SELECTED PASSAGE:

Clicking the "Label Size" button will change the size of the labels in the 3D viewer.
Clicking the "Remove Labels" button will remove any labels added by the user in the 3D viewer.
An ASCII .csv file containing the results of the analysis can be downloaded by clicking the "Download Results" button. The files contents will reflect the choice of methods and selections made by the user.

3D Viewer

The 3D model of the currently selected chain is displayed in the 3D viewer.
The molecule can be rotated by clicking and dragging with the left mouse.
Holding the right mouse and moving the cursor pans the view.
Zooming can be achieved using the scroll wheel or equivalent e.g. two finger scrolling on a touchpad.
Mousing over an atom/residue will bring up a tooltip displaying information about the atom, residue and chain.
Holding Left-Ctrl and left clicking on an atom will label it with the residue name and number. Labels can be removed by the same method.
The clipping range of the camera can be controlled by using the two-handed slider.
The structure can be coloured according to its per residue secondary structure class from the consensus or the individual assignment methods. The colours are the same as that used in the sequence viewer. If a method has failed, it will not be available for colouring.

DIRECTIONS:
a) According to the viewer help text, how is the view panned in the 3D viewer?
b) Please write the next part of the viewer help text, picking up after its final sentence about coloring the structure.

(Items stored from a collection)

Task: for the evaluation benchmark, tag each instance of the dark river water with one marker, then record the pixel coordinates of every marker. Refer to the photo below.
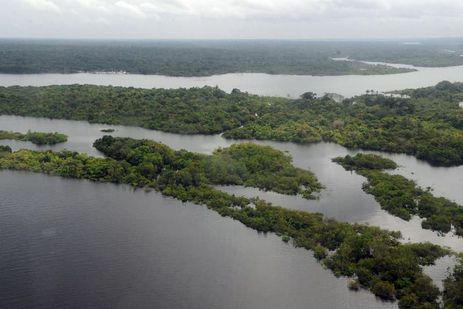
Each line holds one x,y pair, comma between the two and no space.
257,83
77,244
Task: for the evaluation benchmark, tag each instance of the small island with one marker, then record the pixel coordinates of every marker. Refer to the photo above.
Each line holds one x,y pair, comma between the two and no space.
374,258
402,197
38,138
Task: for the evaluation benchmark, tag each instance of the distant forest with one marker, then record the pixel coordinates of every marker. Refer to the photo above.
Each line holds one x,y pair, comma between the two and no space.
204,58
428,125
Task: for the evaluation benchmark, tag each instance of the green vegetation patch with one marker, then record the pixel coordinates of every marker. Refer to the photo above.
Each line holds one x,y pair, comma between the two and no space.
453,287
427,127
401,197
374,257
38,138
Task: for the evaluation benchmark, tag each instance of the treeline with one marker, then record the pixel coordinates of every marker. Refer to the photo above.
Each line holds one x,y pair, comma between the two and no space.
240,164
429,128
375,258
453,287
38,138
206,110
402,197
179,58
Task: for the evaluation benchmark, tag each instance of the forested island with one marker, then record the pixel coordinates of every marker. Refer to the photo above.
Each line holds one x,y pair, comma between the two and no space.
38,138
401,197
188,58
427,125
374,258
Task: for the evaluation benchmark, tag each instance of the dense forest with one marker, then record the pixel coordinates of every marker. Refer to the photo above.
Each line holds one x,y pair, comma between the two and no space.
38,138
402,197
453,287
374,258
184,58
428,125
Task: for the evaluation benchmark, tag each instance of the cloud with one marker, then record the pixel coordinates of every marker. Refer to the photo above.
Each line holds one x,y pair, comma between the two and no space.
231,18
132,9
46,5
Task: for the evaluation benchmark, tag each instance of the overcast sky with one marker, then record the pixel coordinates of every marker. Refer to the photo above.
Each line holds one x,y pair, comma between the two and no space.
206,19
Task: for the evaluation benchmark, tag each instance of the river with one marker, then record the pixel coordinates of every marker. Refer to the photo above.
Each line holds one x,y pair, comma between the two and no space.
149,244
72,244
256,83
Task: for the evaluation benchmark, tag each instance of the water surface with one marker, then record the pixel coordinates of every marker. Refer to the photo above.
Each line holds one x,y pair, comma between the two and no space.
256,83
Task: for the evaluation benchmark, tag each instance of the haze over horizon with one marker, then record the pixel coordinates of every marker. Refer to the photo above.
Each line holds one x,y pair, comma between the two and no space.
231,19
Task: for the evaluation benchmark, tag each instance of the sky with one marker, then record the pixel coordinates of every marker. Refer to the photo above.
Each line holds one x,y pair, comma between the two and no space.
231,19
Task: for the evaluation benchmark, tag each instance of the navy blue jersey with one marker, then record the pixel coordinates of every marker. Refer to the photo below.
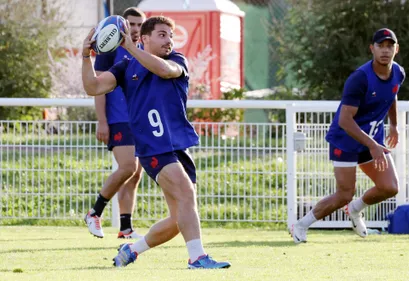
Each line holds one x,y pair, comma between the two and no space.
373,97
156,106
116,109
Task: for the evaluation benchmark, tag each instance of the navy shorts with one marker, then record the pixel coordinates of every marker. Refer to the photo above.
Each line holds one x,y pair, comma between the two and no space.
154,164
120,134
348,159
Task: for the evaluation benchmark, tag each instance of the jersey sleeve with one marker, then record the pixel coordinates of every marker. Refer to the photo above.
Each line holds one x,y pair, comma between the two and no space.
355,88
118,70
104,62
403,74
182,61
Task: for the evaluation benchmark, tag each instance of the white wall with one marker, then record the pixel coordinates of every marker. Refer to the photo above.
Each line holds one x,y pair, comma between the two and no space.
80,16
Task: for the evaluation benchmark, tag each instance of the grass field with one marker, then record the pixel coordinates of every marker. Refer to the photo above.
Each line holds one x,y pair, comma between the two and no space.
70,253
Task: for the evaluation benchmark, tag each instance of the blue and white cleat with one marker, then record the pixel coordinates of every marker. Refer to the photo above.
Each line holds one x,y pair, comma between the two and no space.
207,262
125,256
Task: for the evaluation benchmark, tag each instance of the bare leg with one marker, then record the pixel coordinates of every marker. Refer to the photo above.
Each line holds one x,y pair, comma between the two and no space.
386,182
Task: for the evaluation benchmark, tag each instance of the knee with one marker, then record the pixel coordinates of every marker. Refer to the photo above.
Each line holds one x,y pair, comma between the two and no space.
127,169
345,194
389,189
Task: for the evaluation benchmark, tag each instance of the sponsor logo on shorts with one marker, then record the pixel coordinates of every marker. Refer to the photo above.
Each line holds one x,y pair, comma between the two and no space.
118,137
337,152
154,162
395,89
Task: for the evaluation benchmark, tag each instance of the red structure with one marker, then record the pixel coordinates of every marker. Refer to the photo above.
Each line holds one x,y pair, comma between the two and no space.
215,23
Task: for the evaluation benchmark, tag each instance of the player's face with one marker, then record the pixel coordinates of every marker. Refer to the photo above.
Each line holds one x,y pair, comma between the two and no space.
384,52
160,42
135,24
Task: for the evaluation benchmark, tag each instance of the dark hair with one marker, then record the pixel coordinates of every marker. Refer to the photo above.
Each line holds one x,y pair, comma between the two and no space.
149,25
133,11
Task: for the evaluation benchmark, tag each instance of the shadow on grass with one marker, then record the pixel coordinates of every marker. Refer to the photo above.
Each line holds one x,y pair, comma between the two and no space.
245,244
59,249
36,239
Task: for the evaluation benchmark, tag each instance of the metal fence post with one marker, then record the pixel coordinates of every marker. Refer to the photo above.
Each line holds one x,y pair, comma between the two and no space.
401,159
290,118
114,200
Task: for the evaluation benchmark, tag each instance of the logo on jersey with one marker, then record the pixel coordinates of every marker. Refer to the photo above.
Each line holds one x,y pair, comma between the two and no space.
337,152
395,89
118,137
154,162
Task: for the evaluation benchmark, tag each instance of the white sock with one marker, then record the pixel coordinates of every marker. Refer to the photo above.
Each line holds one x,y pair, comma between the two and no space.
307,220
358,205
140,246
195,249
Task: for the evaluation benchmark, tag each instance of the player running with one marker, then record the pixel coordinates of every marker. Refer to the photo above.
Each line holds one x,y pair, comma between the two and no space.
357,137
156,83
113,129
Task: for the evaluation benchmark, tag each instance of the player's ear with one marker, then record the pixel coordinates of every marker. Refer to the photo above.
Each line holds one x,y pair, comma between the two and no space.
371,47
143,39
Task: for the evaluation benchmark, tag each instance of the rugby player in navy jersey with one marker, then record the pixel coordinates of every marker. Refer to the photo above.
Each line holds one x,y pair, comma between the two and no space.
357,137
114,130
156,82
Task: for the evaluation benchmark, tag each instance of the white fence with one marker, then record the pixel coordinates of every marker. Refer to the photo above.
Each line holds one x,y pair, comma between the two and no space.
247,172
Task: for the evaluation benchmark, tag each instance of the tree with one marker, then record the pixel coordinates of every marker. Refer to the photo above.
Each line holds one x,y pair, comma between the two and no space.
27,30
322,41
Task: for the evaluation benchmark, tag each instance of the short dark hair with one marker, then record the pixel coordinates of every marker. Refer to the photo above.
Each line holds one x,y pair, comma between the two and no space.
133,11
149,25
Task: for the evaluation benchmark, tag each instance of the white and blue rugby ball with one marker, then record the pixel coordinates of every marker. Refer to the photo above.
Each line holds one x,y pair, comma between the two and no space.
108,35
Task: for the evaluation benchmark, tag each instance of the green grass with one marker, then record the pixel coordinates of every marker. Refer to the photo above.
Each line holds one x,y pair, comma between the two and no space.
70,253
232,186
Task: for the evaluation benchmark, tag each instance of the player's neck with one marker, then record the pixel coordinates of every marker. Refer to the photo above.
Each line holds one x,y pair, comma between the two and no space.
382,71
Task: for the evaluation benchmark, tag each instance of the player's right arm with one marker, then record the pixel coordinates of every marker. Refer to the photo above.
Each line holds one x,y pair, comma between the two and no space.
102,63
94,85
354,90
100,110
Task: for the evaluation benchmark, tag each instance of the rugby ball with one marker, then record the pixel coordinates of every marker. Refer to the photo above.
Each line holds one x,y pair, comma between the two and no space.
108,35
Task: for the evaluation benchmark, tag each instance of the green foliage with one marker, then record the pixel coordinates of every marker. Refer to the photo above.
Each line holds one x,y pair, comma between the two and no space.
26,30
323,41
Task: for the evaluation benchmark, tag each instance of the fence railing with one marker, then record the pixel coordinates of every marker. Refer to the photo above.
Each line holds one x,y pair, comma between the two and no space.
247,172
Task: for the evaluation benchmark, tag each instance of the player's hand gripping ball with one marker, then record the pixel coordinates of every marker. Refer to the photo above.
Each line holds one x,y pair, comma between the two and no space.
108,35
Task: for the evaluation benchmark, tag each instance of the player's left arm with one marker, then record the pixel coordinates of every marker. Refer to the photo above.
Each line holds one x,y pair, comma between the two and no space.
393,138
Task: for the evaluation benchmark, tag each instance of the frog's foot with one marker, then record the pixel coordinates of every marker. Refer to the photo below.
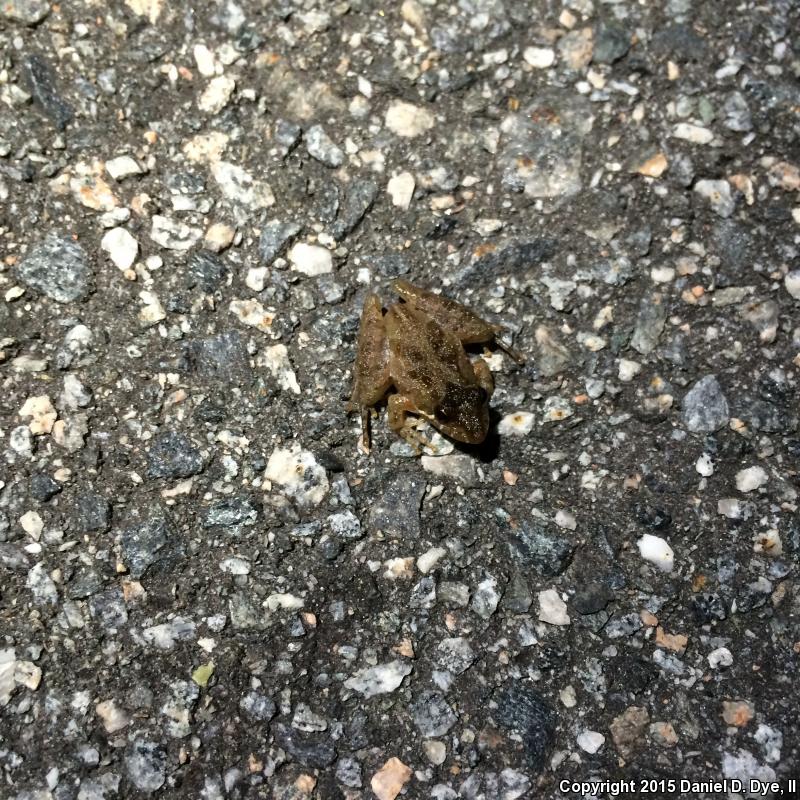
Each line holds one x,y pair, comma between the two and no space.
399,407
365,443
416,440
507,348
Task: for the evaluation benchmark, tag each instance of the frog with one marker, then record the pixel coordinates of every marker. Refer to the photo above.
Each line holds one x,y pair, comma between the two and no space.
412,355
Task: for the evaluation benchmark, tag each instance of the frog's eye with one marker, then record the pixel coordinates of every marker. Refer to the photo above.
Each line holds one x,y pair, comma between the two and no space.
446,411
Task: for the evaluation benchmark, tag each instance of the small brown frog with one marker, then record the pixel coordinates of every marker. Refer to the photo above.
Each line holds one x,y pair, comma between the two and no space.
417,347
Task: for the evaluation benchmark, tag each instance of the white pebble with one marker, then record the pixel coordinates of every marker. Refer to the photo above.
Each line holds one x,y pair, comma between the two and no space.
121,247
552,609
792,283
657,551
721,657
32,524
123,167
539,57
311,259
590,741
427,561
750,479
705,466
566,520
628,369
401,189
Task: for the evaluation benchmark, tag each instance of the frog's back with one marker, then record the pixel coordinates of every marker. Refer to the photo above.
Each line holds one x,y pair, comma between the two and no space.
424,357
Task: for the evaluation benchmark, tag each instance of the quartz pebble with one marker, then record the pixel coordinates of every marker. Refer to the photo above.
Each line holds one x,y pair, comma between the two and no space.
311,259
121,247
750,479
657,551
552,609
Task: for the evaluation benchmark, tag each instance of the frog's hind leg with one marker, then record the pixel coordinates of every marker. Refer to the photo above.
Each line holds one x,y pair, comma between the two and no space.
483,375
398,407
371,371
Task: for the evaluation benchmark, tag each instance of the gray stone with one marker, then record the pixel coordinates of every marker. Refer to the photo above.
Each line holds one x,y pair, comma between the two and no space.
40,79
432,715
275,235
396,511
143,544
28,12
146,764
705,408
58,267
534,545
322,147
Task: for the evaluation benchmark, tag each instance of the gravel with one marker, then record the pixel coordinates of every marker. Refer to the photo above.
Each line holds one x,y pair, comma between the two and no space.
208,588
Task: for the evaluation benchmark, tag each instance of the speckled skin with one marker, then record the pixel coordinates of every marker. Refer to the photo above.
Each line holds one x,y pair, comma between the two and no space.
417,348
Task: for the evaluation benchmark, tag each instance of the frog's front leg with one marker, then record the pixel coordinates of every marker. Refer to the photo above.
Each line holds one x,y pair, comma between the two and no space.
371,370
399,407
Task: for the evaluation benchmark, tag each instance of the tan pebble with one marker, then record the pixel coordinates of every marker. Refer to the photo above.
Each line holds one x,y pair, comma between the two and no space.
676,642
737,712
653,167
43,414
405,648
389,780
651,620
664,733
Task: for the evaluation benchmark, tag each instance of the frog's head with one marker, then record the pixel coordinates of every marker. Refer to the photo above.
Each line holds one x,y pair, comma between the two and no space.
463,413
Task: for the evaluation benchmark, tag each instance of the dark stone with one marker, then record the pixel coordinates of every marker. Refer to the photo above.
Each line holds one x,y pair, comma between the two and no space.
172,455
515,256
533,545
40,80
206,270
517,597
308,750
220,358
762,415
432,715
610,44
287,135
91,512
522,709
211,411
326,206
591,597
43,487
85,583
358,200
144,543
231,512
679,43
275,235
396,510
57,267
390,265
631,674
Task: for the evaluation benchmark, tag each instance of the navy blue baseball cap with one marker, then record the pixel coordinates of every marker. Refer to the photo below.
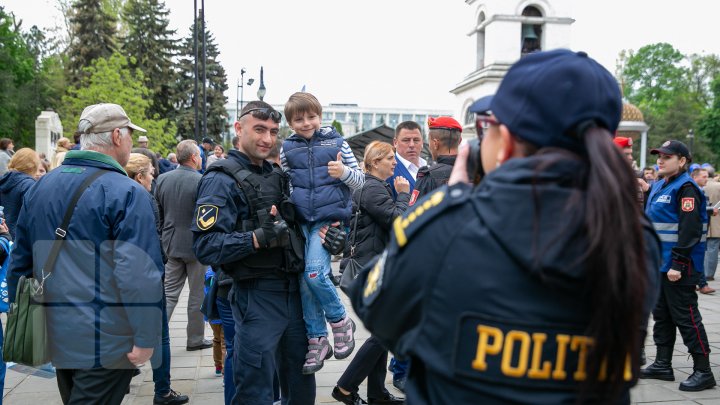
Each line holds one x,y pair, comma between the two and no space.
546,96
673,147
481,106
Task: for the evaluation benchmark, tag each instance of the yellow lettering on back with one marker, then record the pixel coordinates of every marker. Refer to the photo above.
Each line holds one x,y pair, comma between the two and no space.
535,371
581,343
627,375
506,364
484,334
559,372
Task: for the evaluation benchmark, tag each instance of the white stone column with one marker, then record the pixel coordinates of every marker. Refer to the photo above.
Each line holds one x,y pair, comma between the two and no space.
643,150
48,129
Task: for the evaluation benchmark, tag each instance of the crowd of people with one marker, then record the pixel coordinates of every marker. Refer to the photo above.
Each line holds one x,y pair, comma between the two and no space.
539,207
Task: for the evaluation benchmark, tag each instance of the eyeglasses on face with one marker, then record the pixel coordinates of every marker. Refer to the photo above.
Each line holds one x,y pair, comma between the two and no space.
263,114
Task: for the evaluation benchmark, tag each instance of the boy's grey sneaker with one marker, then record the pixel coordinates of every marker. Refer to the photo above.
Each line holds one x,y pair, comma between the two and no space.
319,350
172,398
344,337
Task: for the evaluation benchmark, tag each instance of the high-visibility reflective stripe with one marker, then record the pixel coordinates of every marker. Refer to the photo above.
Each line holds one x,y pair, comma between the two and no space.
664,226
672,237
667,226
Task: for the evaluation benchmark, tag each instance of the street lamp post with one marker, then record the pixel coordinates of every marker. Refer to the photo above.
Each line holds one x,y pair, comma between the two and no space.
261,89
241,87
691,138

THE REPLIES:
a) By holding the right mouse button and moving the cursor.

b)
Display of ligands can be switched on and off using the checkbox.
The view can be centered on the whole molecule by clicking the "Center" button, or on specific residues by clicking them with the middle mouse button/wheel.
A .png image of the current view can be downloaded by clicking the "Screenshot" button. The image will not have a black background - instead it will have a transparent background making it suitable for use as a figure in presentations or for publication.

Submitting a job

Input: Two PDB files uploaded from your computer or two PDB 4-letter codes, or one PDB file (uploaded using the first file upload input) and one PDB code (entered into the first input), then click Submit. The Submit button will be disabled unless a viable combination of the above is input/uplaoded.

Pairing chains for analysis

This page is used to choose the pairs of chains you want to analyse.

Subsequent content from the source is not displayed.